Your objective: Below are the records; they must be reproduced verbatim.

Records provided:
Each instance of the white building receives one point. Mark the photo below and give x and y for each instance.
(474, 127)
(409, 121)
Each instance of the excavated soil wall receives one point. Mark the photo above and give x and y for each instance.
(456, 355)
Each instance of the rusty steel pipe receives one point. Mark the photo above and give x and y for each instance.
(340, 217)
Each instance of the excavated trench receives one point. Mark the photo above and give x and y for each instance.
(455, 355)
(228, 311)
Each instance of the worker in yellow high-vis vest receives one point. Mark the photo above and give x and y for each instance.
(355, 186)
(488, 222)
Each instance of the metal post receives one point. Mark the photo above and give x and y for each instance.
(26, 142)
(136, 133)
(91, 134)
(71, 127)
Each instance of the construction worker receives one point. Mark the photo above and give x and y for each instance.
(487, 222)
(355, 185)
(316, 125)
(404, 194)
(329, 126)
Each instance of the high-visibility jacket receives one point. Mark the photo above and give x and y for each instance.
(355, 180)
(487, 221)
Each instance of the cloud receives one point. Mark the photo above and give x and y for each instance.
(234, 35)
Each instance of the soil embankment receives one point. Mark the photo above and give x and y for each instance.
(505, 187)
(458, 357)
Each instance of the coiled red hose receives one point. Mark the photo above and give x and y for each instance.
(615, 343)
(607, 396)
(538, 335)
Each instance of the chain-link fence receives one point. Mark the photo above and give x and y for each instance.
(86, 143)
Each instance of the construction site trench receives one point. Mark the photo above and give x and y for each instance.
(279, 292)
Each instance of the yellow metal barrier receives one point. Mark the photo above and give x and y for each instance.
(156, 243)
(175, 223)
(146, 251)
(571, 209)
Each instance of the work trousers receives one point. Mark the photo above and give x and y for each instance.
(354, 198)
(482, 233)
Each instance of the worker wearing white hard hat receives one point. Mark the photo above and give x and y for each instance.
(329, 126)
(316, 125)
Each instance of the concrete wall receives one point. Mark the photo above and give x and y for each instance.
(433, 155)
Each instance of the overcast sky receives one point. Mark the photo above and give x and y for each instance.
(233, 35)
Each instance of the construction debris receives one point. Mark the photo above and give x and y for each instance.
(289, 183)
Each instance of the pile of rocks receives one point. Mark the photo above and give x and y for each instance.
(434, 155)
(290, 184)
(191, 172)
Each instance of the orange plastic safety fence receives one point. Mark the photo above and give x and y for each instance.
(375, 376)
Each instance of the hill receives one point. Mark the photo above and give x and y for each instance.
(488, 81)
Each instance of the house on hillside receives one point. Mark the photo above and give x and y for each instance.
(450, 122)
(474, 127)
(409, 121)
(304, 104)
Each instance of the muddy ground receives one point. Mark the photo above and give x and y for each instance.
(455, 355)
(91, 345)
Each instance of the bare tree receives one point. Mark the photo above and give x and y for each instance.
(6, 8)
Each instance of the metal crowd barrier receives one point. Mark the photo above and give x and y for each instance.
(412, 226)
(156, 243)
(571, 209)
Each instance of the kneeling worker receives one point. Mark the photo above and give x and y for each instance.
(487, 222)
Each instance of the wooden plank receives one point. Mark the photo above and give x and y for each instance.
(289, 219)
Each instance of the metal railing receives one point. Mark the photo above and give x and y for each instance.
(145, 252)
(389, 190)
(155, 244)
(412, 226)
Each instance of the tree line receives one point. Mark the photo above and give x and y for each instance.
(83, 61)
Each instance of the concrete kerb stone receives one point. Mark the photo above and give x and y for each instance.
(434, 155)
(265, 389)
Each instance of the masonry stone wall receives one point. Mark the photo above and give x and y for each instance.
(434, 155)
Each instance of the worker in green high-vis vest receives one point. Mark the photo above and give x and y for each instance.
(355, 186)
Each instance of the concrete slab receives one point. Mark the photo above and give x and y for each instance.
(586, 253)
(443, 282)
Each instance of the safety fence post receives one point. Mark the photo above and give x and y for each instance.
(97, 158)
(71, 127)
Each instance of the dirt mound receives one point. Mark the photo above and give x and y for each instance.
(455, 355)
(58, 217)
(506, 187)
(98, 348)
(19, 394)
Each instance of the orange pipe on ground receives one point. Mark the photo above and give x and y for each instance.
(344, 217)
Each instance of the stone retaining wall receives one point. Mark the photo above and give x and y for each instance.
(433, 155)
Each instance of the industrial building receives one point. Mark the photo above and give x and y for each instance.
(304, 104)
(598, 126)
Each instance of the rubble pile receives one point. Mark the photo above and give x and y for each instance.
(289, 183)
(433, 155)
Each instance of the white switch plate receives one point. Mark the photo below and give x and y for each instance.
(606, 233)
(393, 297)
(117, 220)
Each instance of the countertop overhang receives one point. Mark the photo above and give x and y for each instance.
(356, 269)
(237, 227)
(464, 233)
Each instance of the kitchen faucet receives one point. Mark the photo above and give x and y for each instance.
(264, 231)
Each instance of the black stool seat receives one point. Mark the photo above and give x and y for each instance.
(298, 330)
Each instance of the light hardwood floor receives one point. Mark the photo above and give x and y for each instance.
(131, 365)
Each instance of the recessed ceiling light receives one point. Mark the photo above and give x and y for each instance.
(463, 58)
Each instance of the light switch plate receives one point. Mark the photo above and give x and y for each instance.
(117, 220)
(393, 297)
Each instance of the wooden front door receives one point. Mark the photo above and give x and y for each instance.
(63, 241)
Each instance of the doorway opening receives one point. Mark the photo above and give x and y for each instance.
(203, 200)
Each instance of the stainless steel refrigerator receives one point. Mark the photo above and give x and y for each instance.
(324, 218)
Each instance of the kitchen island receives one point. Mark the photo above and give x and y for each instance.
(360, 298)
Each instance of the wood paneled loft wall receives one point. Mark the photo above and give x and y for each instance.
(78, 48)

Result of the exercise:
Each instance of the white building receives one point. Mark the photo below and give x and y for each instance.
(474, 127)
(409, 121)
Each instance of the excavated soil wall receives one point. Mark the photo above and give x and y for each instance.
(456, 355)
Each instance of the rusty steel pipe receives one point. Mark the photo above and give x and y for each instance.
(340, 217)
Each instance of the excavated trench receives one point. Mark the photo above and give x and y for each instance.
(455, 355)
(228, 311)
Each instance of the worker in yellow high-vis vest receives one point. Mark the photo above and give x and y for each instance.
(355, 186)
(488, 222)
Each instance of the metal post receives one point. Mark the photo above and give x and y for each instance.
(26, 142)
(136, 133)
(91, 134)
(71, 127)
Each instance of the construction worker receives one point. Mark the photo above and give x and y for each instance.
(487, 222)
(355, 185)
(316, 125)
(404, 194)
(329, 126)
Each instance of the high-visibility jacket receives one point. Mark the photo above and give x and y for each instance.
(355, 180)
(487, 221)
Each instance of the cloud receives one point. Mark the photo above and give x and y for each instance.
(234, 35)
Each instance of the soil embankment receives one point. Mark the photo above and give x and y for each instance.
(505, 187)
(458, 357)
Each instance of the coiled red hose receives one point. Mark the photo above and give x and y for each instance.
(615, 343)
(607, 396)
(538, 335)
Each instance of the chain-link fence receives one point. Mark the photo above and give x and y for each instance.
(86, 143)
Each instance of the construction site trench receives one point. Mark the photo above and give x and y for each instance.
(279, 292)
Each instance of the yellow metal barrier receives one point. Mark the photo above and give x and y for each instance.
(156, 243)
(175, 223)
(146, 251)
(571, 209)
Each instance of the work trousers receives one point. Mark the photo above and give x and y for each instance.
(354, 198)
(482, 233)
Each instance of the worker wearing white hard hat receives one point. Mark the photo above and give x and y for each instance.
(329, 126)
(316, 125)
Each instance of the concrete wall receives one point. Mark the photo above and give x and y for each instance.
(433, 155)
Each instance of the overcast sky receives one point. Mark the photo above and give x and y for each instance.
(233, 35)
Each instance of the construction debris receives one point. Mark the photo above and give x and y for each instance.
(289, 183)
Each instance of the pile of rocks receives one point. Mark the photo above and give x and y for each instance.
(434, 155)
(290, 184)
(191, 172)
Each instance of the orange plastic safety fence receives one point. Mark the photo above and give x and y for each instance.
(375, 376)
Each instance of the hill receives one point. Mark the photo above and give x and y for each instance.
(488, 81)
Each instance of the house on hillside receives one point. Mark the photo above and give x and y for each instance.
(450, 122)
(474, 127)
(409, 121)
(304, 104)
Each instance of the muddy ground receives one point. Mark the photo above and give x and y for each instance.
(455, 355)
(91, 345)
Each instance of the bare tree receives one point. Mark the photo above and give x and y for each instance.
(6, 8)
Each instance of the metal crowd barrier receives one point. Mark the photo above and give x and y for each instance.
(412, 226)
(156, 243)
(571, 209)
Each instance of the kneeling worker receives one point. Mark the photo above and give x and y for each instance.
(487, 222)
Each instance of the wooden plank receives one point. Mark the photo above and give x and y for each instance.
(289, 219)
Each instance of the metal railing receives one point. Mark the photo above and give x and y for each instance.
(145, 252)
(389, 190)
(155, 244)
(412, 226)
Each instance of the tree line receives one point. Mark the photo above and give x and y for each instance.
(83, 61)
Each instance of the concrete kerb stone receives one point. Mark the photo above and give x and y for each instance.
(434, 155)
(265, 389)
Each instance of the masonry stone wall receives one point. Mark the photo above and give x and y for each instance.
(434, 155)
Each instance of the worker in green high-vis vest receives one point. Mark the photo above and give x and y for each instance.
(355, 186)
Each instance of the concrete slab receives one point. Mark the photo above and give x and y for each instance.
(586, 253)
(443, 282)
Each instance of the safety fence post receives one point. Mark the photo above and give x and y for each instance.
(97, 158)
(71, 127)
Each instance of the dirt mound receives one point. Mark the photo above and give x and y for each instance.
(455, 355)
(58, 217)
(506, 187)
(98, 348)
(19, 394)
Each instance of the orange pipe on ground receives one point. Mark the photo above and give x and y for each instance.
(344, 217)
Each instance of the stone retaining wall receives one point. Mark the photo above and give x and y for each instance.
(433, 155)
Each instance of the industrial building receives one point. Mark the photo above and give x and y for each instance.
(304, 104)
(598, 126)
Each instance of the rubble pile receives one point. Mark the photo above and give x and y for each instance.
(289, 183)
(433, 155)
Each instance of the white switch plate receives one point. Mark the photo below and give x and y for each instance.
(606, 233)
(393, 297)
(117, 220)
Each instance of the countertop overhang receives one point. Mark the photo above and give x and y for each instance.
(356, 269)
(237, 227)
(464, 233)
Each instance of the kitchen faucet receives one point. Mark the photo above and give x and y for each instance.
(264, 231)
Each instance of the black stool seat receives one point. Mark the photo above and give x and y for each instance.
(298, 330)
Each instance of the light hardwood floor receives one point. Mark the photo above and give x and y for each instance.
(131, 365)
Each instance of the recessed ceiling light receives one point. Mark the photo above and give x and y for each instance.
(463, 58)
Each instance of the light switch plate receives one point. Mark the photo above and give x and y for each instance.
(117, 220)
(393, 297)
Each instance of the wooden front door receives one point. Mark the photo above and give x and y for each instance.
(63, 241)
Each instance of the doorway opening receives one point. Mark the photo above and give x and y for each instance.
(203, 200)
Each instance of the stainless steel refrigerator receives one point. Mark the photo above and give x and y for each instance.
(324, 218)
Each instance of the kitchen island receives one point. Mark the photo above and give x and y for each instance.
(360, 298)
Each instance of the wood paneled loft wall receives one point. Mark the photo above and give x and y for each instance.
(78, 48)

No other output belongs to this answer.